TEXT UNDER STUDY
____

Error-branch records carry recordType: 'input-error' (fewer than 2 stages) or recordType: 'error' (catch-block) with message, recommendation, and timestamp. The actor never exits FAILED.

For AI agents

Pipeline Preflight is compatible with the Apify MCP server. Outputs are flat typed JSON; agentContract.recommendedAction is a stable enum consumers switch() on. Typical flow: propose {stages: [...]} → call Pipeline Preflight → branch on decisionPosture / agentContract.recommendedAction; if no_call, iterate requiredFixes[] and retry.

CI

  • Fail: decisionPosture === 'no_call'
  • Canary: decisionPosture ∈ {'ship_pipeline', 'canary_recommended'}
  • Promote: decisionPosture === 'ship_pipeline' && decisionReadiness === 'actionable'

Usage

Pass a stages array. Each stage must have actorId; non-first stages must have fieldMapping. 3-stage validation completes in ~30s and charges the flat $0.40 event price. generatedCode is the orchestrator — paste into your own actor or orchestration script.

Input parameters (reference)

ParameterTypeRequiredDefaultDescription
stagesarrayYes[]Array of pipeline stage objects. Minimum 2 stages required. Each object: actorId (string, required), fieldMapping (object, optional), memory (number MB, optional), timeout (number seconds, optional).
validateRuntimebooleanNofalsev3. When true, also call actor-input-tester on each stage with a synthetic input built from the field mapping, verifying the target actors' real input schemas would accept what the pipeline would send them. No actors are actually run -- input-tester only validates shapes. Transforms Pipeline Preflight from "schemas line up on paper" to "schemas line up AND empirical input contracts hold".

Stage object format

Each entry in the stages array follows this structure:

FieldTypeRequiredDescription
actorIdstringYesFull actor identifier, e.g. ryanclinton/google-maps-email-extractor
fieldMappingobjectNoMaps this stage's input field names (keys) to the previous stage's output field names (values)
memorynumberNoMemory in MB for this stage (default: 512). Embedded in generated code.
timeoutnumberNoTimeout in seconds for this stage (default: 120). Embedded in generated code.

Input examples

Three-stage lead generation pipeline (Maps → Email → Verify):

{
"stages": [
{
"actorId": "ryanclinton/google-maps-email-extractor",
"memory": 1024,
"timeout": 300
},
{
"actorId": "ryanclinton/email-pattern-finder",
"fieldMapping": {
"urls": "website"
},
"memory": 512,
"timeout": 120
},
{
"actorId": "ryanclinton/bulk-email-verifier",
"fieldMapping": {
"emails": "emailPattern"
},
"memory": 256,
"timeout": 60
}
]
}

Two-stage enrichment pipeline (Contact scraper → CRM push):

{
"stages": [
{
"actorId": "ryanclinton/website-contact-scraper",
"memory": 512,
"timeout": 120
},
{
"actorId": "ryanclinton/hubspot-lead-pusher",
"fieldMapping": {
"email": "email",
"name": "contactName",
"company": "companyName"

____

DATA SUPPLIED
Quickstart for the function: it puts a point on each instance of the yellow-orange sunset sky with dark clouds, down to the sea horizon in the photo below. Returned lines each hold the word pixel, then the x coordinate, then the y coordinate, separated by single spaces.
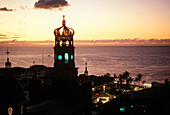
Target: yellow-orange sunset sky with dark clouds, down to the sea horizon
pixel 96 22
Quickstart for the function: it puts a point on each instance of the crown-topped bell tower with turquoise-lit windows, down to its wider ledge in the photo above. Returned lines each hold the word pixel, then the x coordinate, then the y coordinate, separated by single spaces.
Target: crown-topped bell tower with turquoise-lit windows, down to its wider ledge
pixel 64 48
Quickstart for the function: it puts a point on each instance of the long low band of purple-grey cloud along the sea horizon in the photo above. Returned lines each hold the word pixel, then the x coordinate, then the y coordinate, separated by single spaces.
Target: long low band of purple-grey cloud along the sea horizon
pixel 104 42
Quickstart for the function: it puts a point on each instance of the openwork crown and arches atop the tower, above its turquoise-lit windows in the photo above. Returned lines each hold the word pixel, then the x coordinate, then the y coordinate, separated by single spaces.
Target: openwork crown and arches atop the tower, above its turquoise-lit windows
pixel 63 35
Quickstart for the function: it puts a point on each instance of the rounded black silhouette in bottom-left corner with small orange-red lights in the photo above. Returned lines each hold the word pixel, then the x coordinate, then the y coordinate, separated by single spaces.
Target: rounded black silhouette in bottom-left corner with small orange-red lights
pixel 12 99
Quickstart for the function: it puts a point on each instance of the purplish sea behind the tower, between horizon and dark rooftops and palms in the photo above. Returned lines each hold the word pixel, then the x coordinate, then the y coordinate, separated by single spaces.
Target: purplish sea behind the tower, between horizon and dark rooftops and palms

____

TASK REQUIREMENTS
[1] From the Pipeline Preflight documentation, copy out the stretch from "Pipeline Preflight is" through "Input parameters (reference)".
[2] List the fields that the Pipeline Preflight documentation gives for a stage object.
[3] Continue the Pipeline Preflight documentation from its last line.
The records have no connection to the Pipeline Preflight documentation.

ANSWERS FOR THE EXERCISE
[1]
Pipeline Preflight is compatible with the Apify MCP server. Outputs are flat typed JSON; agentContract.recommendedAction is a stable enum consumers switch() on. Typical flow: propose {stages: [...]} → call Pipeline Preflight → branch on decisionPosture / agentContract.recommendedAction; if no_call, iterate requiredFixes[] and retry.

CI

  • Fail: decisionPosture === 'no_call'
  • Canary: decisionPosture ∈ {'ship_pipeline', 'canary_recommended'}
  • Promote: decisionPosture === 'ship_pipeline' && decisionReadiness === 'actionable'

Usage

Pass a stages array. Each stage must have actorId; non-first stages must have fieldMapping. 3-stage validation completes in ~30s and charges the flat $0.40 event price. generatedCode is the orchestrator — paste into your own actor or orchestration script.

Input parameters (reference)

[2] actorId, fieldMapping, memory, timeout

[3]
},
"memory": 256,
"timeout": 60
}
]
}

Reachability-only smoke test (will return no_call due to missing mappings): Use this shape to confirm both actors resolve without committing to a mapping yet. Every non-first stage must have a fieldMapping for the preflight to return ship_pipeline or canary_recommended.

{
"stages": [
{
"actorId": "ryanclinton/website-tech-stack-detector"
},
{
"actorId": "ryanclinton/b2b-lead-qualifier"
}
]
}

With empirical runtime validation (calls input-tester per stage):

{
"stages": [
{
"actorId": "ryanclinton/website-contact-scraper"
},
{
"actorId": "ryanclinton/hubspot-lead-pusher",
"fieldMapping": { "email": "email", "name": "contactName" }
}
],
"validateRuntime": true
}

Input tips

  • Define field mappings for every non-first stage — omitting fieldMapping is a blocking issue (NO_FIELD_MAPPING). Without it, the downstream actor receives { data: [...] } instead of its declared input shape and will reject the call at runtime.
  • Use the full actor identifier — always use username/actor-name format (e.g., ryanclinton/website-contact-scraper), not just the actor name. The actor lookup will fail without the username prefix.
  • Check field names against actor schemas first — use Schema Registry or Schema Diff to confirm the exact field names before building the pipeline.
  • Start with 2 stages — validate the core connection first, then extend to 3 or 4 stages once the first pair validates cleanly.
  • Set realistic memory values — the generated code uses the memory value you specify. Check each actor's recommended memory in the Apify Store before setting these values.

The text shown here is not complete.